(Point-per-instance localization data)
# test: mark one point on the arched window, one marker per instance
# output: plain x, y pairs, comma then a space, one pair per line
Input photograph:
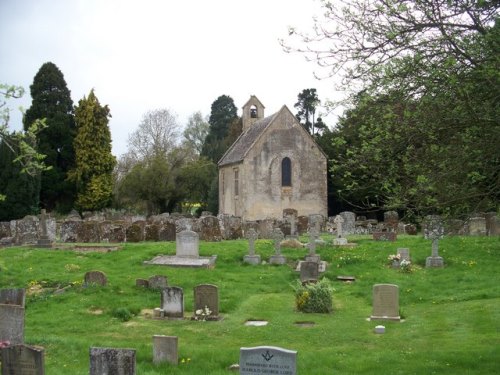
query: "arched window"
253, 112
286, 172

WORK INSTRUCTIONS:
Write all the entries again word for word, minus the pictures.

RESULT BELOW:
# test: mark one point on the arched window, one marker per instance
# output: plain x, y pairs, comma then a space, one pair per line
Input photograph:
query: "arched window"
253, 112
286, 172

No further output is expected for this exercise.